Dataset records ::

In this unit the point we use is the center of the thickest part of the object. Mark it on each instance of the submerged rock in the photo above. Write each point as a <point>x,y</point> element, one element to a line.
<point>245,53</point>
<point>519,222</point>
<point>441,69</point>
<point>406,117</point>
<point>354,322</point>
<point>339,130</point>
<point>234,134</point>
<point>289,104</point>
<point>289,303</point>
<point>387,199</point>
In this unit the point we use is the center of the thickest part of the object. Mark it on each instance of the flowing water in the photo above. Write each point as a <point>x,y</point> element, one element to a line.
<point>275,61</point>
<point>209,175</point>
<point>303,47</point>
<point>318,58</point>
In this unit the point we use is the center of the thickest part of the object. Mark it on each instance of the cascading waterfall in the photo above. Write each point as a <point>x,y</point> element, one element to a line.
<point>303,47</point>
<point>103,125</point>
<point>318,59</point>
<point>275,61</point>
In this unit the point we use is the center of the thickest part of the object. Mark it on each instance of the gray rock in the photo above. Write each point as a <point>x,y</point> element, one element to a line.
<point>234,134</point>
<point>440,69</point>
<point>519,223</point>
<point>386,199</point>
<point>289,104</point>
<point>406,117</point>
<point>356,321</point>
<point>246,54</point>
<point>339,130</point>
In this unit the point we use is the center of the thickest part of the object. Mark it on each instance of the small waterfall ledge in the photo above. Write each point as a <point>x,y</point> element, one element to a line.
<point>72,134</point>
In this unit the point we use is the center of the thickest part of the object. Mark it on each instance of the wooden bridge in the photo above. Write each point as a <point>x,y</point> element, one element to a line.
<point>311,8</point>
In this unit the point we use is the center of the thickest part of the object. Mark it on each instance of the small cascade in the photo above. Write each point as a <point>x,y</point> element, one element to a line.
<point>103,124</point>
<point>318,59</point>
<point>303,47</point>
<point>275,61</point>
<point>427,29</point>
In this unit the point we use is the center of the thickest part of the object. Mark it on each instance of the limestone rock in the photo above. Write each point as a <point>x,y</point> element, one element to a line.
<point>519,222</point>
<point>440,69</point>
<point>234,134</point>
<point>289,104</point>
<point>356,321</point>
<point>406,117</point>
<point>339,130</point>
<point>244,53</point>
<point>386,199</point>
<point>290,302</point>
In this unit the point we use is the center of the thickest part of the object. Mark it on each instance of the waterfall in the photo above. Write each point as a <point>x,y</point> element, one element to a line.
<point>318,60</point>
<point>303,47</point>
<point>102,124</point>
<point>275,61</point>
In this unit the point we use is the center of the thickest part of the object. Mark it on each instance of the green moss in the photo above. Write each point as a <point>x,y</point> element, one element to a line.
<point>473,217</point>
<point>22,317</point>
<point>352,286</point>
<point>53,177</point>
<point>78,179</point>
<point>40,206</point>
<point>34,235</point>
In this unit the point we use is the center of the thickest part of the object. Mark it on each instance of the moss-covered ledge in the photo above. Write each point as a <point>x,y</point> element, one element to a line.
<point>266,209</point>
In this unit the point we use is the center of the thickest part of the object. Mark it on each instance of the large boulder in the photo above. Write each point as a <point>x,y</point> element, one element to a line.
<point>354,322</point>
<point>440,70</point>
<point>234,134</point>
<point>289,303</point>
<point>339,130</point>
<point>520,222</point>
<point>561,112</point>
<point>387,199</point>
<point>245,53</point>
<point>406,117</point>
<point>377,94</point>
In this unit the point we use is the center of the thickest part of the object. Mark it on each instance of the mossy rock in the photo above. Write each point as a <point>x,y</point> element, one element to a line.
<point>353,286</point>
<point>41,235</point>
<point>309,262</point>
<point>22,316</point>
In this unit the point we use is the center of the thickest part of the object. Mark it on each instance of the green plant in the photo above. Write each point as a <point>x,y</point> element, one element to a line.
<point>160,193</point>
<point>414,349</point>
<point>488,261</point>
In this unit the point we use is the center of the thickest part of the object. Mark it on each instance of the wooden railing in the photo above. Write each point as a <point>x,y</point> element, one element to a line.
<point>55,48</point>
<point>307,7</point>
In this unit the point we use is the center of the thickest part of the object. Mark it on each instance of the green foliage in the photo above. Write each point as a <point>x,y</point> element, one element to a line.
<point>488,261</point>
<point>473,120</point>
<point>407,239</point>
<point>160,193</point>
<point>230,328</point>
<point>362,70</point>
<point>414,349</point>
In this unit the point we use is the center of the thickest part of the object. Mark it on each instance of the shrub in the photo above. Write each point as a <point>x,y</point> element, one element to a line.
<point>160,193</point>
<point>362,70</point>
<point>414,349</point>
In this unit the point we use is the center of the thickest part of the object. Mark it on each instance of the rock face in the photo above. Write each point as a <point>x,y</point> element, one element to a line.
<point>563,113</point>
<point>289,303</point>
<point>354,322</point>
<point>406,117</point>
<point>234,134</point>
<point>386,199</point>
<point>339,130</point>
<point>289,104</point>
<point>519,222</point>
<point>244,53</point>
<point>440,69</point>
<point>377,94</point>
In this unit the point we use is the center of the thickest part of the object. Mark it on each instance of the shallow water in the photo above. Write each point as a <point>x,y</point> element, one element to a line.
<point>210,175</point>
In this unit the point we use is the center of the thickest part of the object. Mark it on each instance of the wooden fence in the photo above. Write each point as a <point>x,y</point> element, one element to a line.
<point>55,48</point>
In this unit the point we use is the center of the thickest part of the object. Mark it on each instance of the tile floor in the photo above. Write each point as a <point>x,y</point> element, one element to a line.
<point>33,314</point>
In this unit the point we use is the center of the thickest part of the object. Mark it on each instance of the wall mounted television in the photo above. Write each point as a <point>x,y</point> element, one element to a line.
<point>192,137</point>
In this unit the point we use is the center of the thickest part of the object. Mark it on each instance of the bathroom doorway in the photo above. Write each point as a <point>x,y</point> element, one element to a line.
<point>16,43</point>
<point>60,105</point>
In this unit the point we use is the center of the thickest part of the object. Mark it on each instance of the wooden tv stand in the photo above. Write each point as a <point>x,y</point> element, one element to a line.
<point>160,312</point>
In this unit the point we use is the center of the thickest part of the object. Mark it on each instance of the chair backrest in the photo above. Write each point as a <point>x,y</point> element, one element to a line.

Task goal :: Copy all of the lines above word for word, changing nothing.

Task result ::
In this unit the point we use is the center of the thickest part of the object. Mark it on each instance of the submerged rock in the photo above. Write each point as a <point>x,y</point> element, one element to a line.
<point>245,53</point>
<point>519,222</point>
<point>441,69</point>
<point>406,117</point>
<point>354,322</point>
<point>339,130</point>
<point>234,134</point>
<point>289,104</point>
<point>289,303</point>
<point>387,199</point>
In this unit the point we use is the center of the thickest part of the object. Mark it on each instance of the flowing water in the photo above. Write each point as a <point>x,y</point> element, one element to a line.
<point>275,61</point>
<point>209,175</point>
<point>303,47</point>
<point>318,58</point>
In this unit the point we use is the center of the thickest part of the object. Mark it on each instance of the cascading waterfall in the photo above. Write each point as a <point>x,y</point> element, one element to a line.
<point>303,47</point>
<point>103,125</point>
<point>318,59</point>
<point>275,61</point>
In this unit the point we use is the center of the thickest part of the object. Mark it on each instance of the gray rock in the photo above. Write each point as a <point>x,y</point> element, one element to a line.
<point>234,134</point>
<point>440,69</point>
<point>519,223</point>
<point>386,199</point>
<point>289,104</point>
<point>406,117</point>
<point>356,321</point>
<point>246,54</point>
<point>339,130</point>
In this unit the point we use is the center of the thickest part of the object. Mark it on each instance of the small waterfall ledge in the photo above. Write each point as a <point>x,y</point> element, one element to a line.
<point>72,134</point>
In this unit the point we use is the center of the thickest part of the object. Mark it on each instance of the wooden bridge in the photo above. Write each point as a <point>x,y</point> element, one element to a line.
<point>311,8</point>
In this unit the point we use is the center of the thickest part of the object. Mark it on each instance of the small cascade in the photo above. Write each point as a <point>x,y</point> element, one element to a line.
<point>103,124</point>
<point>318,59</point>
<point>303,47</point>
<point>275,61</point>
<point>427,29</point>
In this unit the point we use is the center of the thickest part of the object. Mark it on each instance of the limestone rock in the photo above. Write each point as a <point>x,y</point> element, one element to a line.
<point>519,222</point>
<point>440,69</point>
<point>234,134</point>
<point>289,104</point>
<point>356,321</point>
<point>406,117</point>
<point>339,130</point>
<point>244,53</point>
<point>386,199</point>
<point>290,302</point>
In this unit the point we use is the center of the thickest part of the object. Mark it on each instance of the waterfall in the photo above. Write each point as a <point>x,y</point> element, one element to a line.
<point>318,60</point>
<point>303,47</point>
<point>102,124</point>
<point>275,61</point>
In this unit the point we use is the center of the thickest part of the object. Mark it on each instance of the green moss in the photo above. Write each point as a <point>x,y</point> element, one element to a line.
<point>473,217</point>
<point>22,317</point>
<point>352,286</point>
<point>53,177</point>
<point>78,179</point>
<point>40,206</point>
<point>34,235</point>
In this unit the point we use is the center of the thickest part of the object. Mark it on each instance of the moss-covered ledge in the photo above. Write each point as a <point>x,y</point> element, one element to a line.
<point>266,209</point>
In this unit the point we use is the center of the thickest part of the object. Mark it on each instance of the large boulder in the photo above. Write each point as a <point>x,y</point> element, one element to a line.
<point>354,322</point>
<point>440,70</point>
<point>234,134</point>
<point>289,303</point>
<point>339,130</point>
<point>520,222</point>
<point>561,112</point>
<point>387,199</point>
<point>245,53</point>
<point>406,117</point>
<point>377,94</point>
In this unit the point we use is the center of the thickest part of the object. Mark it on each instance of the mossy rock in the photo above. Write each point as a <point>x,y</point> element, one element to a line.
<point>353,286</point>
<point>41,235</point>
<point>309,262</point>
<point>22,316</point>
In this unit the point we use is the center of the thickest part of the object. Mark it on each instance of the green plant in the photo above. Write each point as a <point>x,y</point> element, one element to a line.
<point>160,193</point>
<point>414,349</point>
<point>488,261</point>
In this unit the point we use is the center of the thickest part of the object. Mark it on each instance of the wooden railing in the photo above. Write each point as a <point>x,y</point> element, one element to a line.
<point>55,48</point>
<point>307,7</point>
In this unit the point we use is the center of the thickest part of the object. Mark it on each instance of the green foliage in the photo above. Write each point as a <point>x,y</point> element, one element to a line.
<point>488,261</point>
<point>473,120</point>
<point>407,239</point>
<point>160,193</point>
<point>230,328</point>
<point>362,70</point>
<point>414,349</point>
In this unit the point we use is the center of the thickest part of the object. Mark it on each instance of the shrub in the photo above. Write each point as a <point>x,y</point> element, one element to a line.
<point>160,193</point>
<point>362,70</point>
<point>414,349</point>
In this unit the point we use is the center of the thickest part of the object. Mark it on each instance of the rock face in the photo above. Write each point as a <point>x,y</point> element, one element to a line.
<point>563,113</point>
<point>289,303</point>
<point>354,322</point>
<point>406,117</point>
<point>234,134</point>
<point>386,199</point>
<point>339,130</point>
<point>289,104</point>
<point>519,222</point>
<point>244,53</point>
<point>440,69</point>
<point>377,94</point>
In this unit the point we use is the center of the thickest part of the object. Mark it on each instance of the shallow water in the photo above. Write each point as a <point>x,y</point> element, one element to a line.
<point>210,175</point>
In this unit the point we use is the center of the thickest part of the object. Mark it on each instance of the wooden fence in the photo above. Write each point as a <point>x,y</point> element, one element to a line.
<point>55,48</point>
In this unit the point we use is the center of the thickest part of the object. Mark it on each instance of the tile floor in the photo above. Write each point as a <point>x,y</point> element, one element to a line.
<point>33,314</point>
In this unit the point we use is the center of the thickest part of the object. Mark it on each instance of the wall mounted television in the photo above. Write each point as a <point>x,y</point> element, one element to a line.
<point>192,137</point>
In this unit the point we use is the center of the thickest part of the object. Mark it on each instance of the bathroom doorway in the photo above. Write each point as a <point>x,y</point> element, one element to a line.
<point>16,43</point>
<point>60,105</point>
In this unit the point we use is the center of the thickest part of the object. Mark it on each instance of the wooden tv stand in the photo above. Write each point as a <point>x,y</point> element, one element to a line.
<point>160,312</point>
In this unit the point we use is the center of the thickest part of the object. Mark it on each instance of the chair backrest in the photo above. Write each point as a <point>x,y</point> element, one element to a line.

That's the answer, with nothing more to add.